::: Text passage :::

When the Linux wants to access any hardware device, it first opens a file that "points" toward that device (the device node). Based on information it finds in the inode, the operating system determines what kind of device it is and can therefore access it in the proper manner. This includes opening, reading, and closing, just like any other file.

Process states

State Diagram

State transitions

A newly created process enters the system in state 5.

If an exec() is made, then this process will end up in kernel mode (2).

When a process is running, an interrupt may be generated (more often than not, this is the system clock) and the currently running process is pre-empted (3).

This is the same state as state 3 because it is still ready to run and in main memory.

More Transitions

When the process makes a system call while in user mode (1), it moves into state 2 where it begins to run in kernel mode.

Assume at this point that the system call made was to read a file on the hard disk. Because the read is not carried out immediately, the process goes to sleep, waiting on the event that the system has read the disk and the data is ready. It is now in state 4.

When the data is ready, the process is awakened. This does not mean it runs immediately, but rather it is once again ready to run in main memory (3).

If a process that was asleep is awakened (perhaps when the data is ready), it moves from state 4 (sleeping) to state 3 (ready to run). This can be in either user mode (1) or kernel mode (2).

End

A process can end its life by either explicitly calling the exit() system call or having it called for them.

The exit() system call releases all the data structures that the process was using.

One exception is the slot in the process table, which is the responsibility of the init process. The slot in the process table is used for the exit code of the exiting process. This can be used by the parent process to determine whether the process did what it was supposed to do or whether it ran into problems.

The process shows that it has terminated by putting itself into state 8, and it becomes a "zombie." Once here, it can never run again because nothing exists other than the entry in the process table.

This is why you cannot "kill" a zombie process. There is nothing there to kill. To kill a process, you need to send it a signal (more on signals later). Because there is nothing there to receive or process that signal, trying to kill it makes little sense. The only thing to do is to let the system clean it up.

Access to a resource

Processes waiting for a common resource all wait on the same wait channel. All are woken up when the resource is ready. Only one process gets the resource. The others put themselves back to sleep on the same wait channel.

When a process puts itself to sleep, it voluntarily gives up the CPU. It may be that this process had just started its turn when it couldn’t access the resource it needed.

Signals

Signals are a way of sending simple messages to processes.

Most of these messages are already defined and can be found in <linux/signal.h>. Most are generated in the kernel

Signals can only be processed when the process is in user mode. If a signal has been sent to a process that is in kernel mode, it is dealt with immediately on returning to user mode.

Signals -2

Signals are used to signal asynchronous events to one or more processes. A signal could be generated by a keyboard interrupt or an error condition such as the process attempting to access a non-existent location in its virtual memory.

Signals are also used by the shells to signal job control commands to their child processes.

There are a set of defined signals that the kernel can generate or that can be generated by other processes in the system, provided that they have the correct privileges.

::: Record list :::

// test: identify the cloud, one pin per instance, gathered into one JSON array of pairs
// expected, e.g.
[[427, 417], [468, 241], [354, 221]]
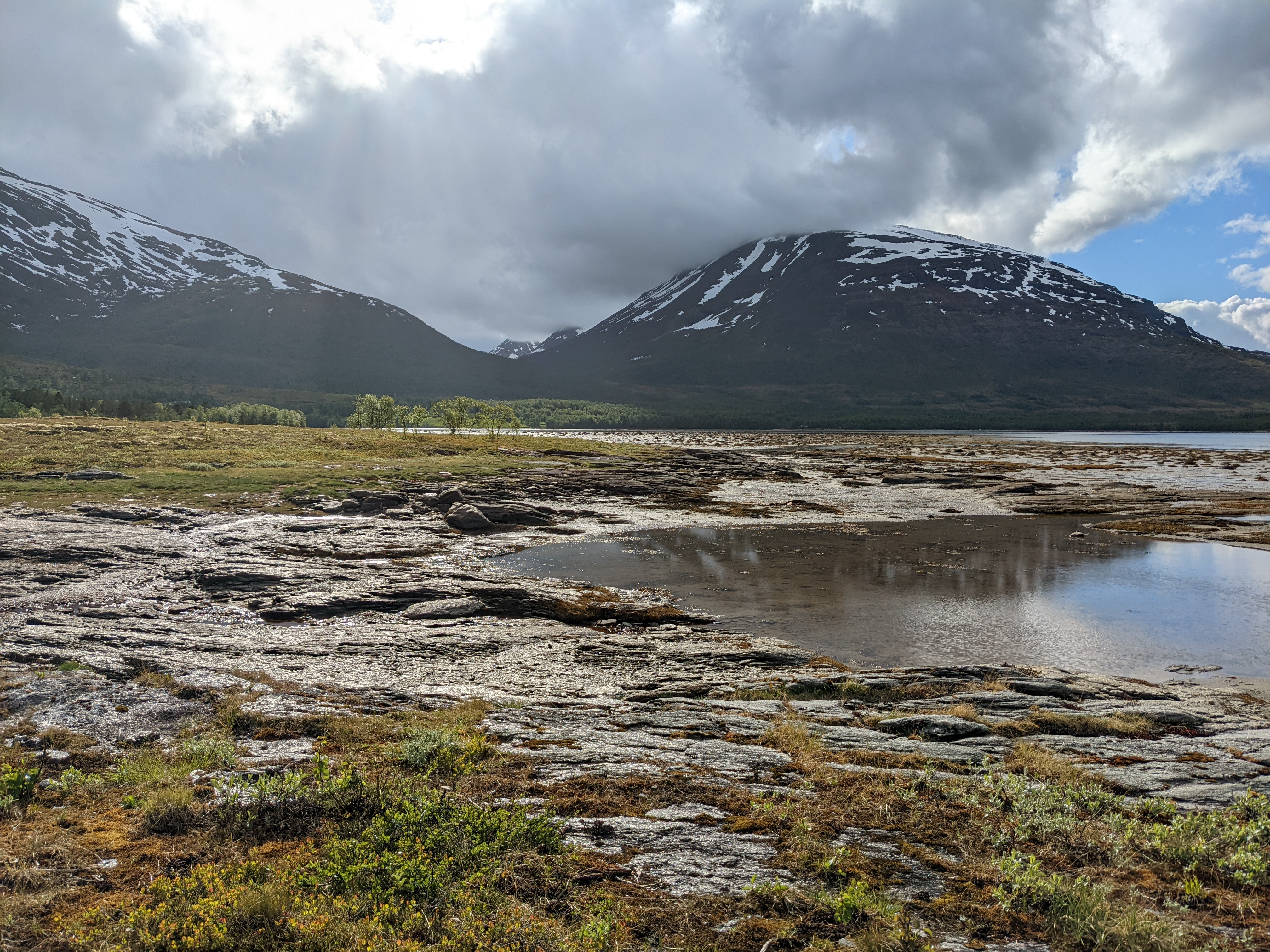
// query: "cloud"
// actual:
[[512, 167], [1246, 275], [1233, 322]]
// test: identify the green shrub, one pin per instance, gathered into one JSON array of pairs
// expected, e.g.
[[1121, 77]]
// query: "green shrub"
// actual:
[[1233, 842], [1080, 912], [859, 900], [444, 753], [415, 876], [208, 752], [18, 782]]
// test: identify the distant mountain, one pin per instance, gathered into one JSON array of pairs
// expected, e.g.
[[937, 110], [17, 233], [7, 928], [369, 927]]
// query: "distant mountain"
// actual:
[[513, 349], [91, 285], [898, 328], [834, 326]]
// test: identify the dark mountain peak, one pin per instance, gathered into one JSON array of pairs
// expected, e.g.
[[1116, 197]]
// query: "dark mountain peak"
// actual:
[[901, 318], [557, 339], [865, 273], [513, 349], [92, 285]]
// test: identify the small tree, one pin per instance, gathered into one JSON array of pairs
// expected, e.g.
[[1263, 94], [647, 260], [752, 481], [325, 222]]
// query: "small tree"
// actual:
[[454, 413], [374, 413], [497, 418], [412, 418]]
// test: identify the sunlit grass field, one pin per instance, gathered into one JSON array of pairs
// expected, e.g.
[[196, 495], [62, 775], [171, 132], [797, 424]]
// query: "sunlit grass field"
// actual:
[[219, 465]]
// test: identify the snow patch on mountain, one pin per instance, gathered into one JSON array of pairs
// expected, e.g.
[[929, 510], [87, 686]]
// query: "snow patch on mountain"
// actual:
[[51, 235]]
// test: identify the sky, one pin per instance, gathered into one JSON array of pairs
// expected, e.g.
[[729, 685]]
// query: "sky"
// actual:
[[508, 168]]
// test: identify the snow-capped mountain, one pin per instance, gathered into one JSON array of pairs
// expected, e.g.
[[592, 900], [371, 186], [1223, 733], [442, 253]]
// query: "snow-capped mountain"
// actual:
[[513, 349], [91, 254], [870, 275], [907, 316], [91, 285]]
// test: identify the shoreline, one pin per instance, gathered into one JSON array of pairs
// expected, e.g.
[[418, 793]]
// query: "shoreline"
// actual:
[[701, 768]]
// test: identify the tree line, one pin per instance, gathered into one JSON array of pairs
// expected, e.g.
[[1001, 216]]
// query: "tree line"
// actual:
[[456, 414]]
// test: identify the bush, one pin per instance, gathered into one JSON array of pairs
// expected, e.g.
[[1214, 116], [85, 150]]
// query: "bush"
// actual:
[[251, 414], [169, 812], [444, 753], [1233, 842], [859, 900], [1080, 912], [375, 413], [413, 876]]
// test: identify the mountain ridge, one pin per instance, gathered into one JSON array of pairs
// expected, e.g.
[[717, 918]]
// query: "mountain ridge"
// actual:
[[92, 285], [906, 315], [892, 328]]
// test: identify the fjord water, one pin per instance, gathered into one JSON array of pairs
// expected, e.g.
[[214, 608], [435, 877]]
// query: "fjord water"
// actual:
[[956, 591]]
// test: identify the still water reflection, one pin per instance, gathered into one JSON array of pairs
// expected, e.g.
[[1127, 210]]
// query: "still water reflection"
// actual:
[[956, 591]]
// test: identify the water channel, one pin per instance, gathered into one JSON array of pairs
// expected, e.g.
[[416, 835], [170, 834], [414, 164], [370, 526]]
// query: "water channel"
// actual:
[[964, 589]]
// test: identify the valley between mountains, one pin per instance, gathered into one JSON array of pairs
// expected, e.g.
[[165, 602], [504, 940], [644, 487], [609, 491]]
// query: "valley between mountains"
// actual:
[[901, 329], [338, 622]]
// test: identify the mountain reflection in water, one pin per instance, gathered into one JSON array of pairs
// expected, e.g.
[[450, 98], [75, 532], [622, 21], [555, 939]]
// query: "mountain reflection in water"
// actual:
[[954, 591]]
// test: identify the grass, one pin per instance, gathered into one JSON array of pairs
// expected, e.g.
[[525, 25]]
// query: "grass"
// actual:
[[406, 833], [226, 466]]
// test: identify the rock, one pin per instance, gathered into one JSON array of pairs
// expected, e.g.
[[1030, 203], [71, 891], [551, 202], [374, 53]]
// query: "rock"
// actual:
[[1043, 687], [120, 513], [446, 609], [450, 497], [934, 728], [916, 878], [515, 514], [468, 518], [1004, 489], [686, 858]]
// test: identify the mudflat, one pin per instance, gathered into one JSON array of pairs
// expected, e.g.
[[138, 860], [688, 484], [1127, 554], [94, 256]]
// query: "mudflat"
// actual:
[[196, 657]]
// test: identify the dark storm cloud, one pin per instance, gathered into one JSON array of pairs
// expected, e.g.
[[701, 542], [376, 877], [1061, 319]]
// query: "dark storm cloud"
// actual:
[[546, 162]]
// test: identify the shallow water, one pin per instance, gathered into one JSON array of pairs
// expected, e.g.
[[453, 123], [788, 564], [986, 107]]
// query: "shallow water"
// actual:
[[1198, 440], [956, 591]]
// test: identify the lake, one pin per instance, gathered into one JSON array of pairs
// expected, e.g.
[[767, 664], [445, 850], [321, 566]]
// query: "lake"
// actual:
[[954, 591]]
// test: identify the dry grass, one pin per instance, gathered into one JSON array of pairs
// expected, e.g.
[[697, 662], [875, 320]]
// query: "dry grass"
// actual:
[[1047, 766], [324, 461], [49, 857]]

:::
::: Record list :::

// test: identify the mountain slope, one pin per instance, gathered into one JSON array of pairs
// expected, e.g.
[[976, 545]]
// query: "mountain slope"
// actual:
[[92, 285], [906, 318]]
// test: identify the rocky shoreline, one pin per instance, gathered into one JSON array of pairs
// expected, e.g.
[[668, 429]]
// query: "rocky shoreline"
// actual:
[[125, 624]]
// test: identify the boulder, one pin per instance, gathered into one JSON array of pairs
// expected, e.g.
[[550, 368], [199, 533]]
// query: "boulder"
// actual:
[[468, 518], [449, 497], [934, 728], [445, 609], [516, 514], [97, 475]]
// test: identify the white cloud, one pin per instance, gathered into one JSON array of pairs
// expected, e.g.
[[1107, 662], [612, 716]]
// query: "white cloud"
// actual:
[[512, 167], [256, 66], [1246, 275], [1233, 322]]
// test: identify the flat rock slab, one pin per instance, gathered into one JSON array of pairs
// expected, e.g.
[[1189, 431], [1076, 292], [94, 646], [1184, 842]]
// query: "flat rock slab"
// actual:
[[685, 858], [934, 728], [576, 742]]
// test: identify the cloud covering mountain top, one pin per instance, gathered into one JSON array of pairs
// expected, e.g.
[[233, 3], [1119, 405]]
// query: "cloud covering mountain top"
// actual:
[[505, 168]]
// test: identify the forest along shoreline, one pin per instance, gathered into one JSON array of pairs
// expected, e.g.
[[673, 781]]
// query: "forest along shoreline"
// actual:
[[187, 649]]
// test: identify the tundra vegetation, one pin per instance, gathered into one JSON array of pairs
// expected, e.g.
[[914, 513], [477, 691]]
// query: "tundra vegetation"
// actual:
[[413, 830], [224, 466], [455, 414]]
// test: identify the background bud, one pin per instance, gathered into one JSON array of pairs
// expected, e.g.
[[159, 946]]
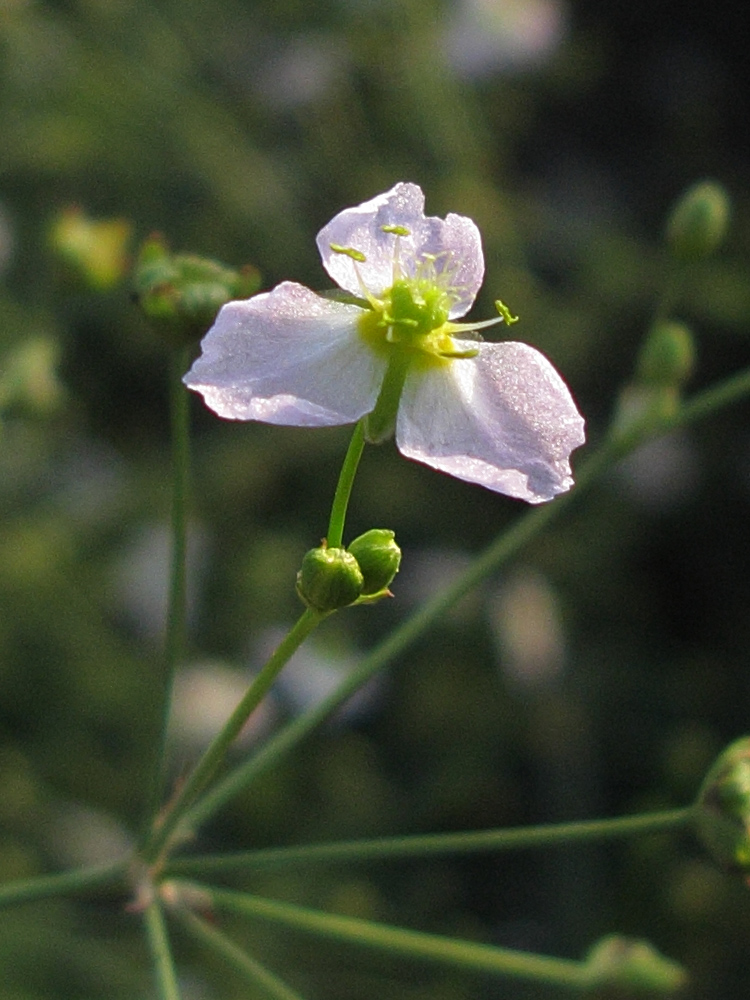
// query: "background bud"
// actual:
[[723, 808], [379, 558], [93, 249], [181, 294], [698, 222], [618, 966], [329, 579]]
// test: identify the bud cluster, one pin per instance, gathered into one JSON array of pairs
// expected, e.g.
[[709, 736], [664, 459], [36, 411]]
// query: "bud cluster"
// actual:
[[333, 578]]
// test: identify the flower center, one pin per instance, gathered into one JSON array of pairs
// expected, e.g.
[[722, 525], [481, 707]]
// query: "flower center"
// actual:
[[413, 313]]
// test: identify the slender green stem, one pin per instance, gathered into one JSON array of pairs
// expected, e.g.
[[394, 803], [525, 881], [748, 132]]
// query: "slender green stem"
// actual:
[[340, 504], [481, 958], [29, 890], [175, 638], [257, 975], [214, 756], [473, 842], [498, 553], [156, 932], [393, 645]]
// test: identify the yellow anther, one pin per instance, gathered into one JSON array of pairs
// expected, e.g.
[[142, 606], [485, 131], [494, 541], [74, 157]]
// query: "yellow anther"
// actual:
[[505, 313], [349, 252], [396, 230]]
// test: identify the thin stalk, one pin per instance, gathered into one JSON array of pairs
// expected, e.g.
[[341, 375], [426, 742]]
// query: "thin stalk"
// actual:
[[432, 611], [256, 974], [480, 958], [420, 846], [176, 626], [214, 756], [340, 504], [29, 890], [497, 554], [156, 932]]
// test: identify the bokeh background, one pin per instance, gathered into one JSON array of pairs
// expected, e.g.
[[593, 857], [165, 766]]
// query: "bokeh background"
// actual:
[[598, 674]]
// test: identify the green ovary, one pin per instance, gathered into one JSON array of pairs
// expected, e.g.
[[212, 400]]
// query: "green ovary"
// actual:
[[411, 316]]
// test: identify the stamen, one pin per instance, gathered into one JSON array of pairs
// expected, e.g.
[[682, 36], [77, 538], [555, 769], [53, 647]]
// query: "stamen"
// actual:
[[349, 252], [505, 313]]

:::
::: Record list :::

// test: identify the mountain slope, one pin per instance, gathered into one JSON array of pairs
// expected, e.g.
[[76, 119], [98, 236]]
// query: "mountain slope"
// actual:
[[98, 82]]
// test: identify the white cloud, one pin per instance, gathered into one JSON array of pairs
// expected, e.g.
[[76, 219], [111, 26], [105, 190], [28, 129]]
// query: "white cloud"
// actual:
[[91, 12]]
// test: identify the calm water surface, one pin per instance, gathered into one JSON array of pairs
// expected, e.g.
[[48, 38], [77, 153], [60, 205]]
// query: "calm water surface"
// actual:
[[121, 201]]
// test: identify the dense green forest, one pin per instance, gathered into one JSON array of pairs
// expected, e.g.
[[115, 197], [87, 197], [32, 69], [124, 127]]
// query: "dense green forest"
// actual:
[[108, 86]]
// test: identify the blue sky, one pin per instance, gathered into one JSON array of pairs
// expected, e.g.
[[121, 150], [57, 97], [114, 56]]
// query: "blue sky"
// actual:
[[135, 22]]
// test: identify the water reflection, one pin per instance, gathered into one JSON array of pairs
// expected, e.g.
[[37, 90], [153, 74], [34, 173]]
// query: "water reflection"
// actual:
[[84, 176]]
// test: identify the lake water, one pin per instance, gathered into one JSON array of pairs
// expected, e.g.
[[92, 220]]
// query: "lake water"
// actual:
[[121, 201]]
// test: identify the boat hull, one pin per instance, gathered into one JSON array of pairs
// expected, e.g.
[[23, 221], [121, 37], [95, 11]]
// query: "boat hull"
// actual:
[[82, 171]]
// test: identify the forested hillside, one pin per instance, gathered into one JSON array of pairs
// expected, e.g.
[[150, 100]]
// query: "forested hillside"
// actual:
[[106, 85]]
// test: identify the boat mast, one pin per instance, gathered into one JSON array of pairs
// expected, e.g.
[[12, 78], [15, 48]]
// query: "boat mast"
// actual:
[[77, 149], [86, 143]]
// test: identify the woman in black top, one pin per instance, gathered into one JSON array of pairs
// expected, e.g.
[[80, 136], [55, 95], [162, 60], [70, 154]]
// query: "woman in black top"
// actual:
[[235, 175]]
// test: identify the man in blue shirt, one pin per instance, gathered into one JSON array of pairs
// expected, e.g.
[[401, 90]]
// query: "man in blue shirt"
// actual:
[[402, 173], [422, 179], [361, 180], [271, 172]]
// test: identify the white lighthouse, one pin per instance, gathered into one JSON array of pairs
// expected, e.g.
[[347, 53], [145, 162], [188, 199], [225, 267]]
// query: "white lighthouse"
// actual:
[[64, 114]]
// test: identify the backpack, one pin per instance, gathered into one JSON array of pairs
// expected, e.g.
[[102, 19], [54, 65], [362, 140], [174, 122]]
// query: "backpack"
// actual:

:::

- [Tasks]
a. Answer each question from the passage on Linux process states:
(i) In which state does a newly created process enter the system?
(ii) Into which state does a process put itself to show that it has terminated?
(iii) In which mode can signals be processed?
b. Return the part of the passage on Linux process states from "A process can" to "ran into problems.", word for word.
The records are material apart from the passage on Linux process states.

- [Answers in order]
a.
(i) State 5
(ii) State 8, where it becomes a "zombie"
(iii) User mode

b.
A process can end its life by either explicitly calling the exit() system call or having it called for them.

The exit() system call releases all the data structures that the process was using.

One exception is the slot in the process table, which is the responsibility of the init process. The slot in the process table is used for the exit code of the exiting process. This can be used by the parent process to determine whether the process did what it was supposed to do or whether it ran into problems.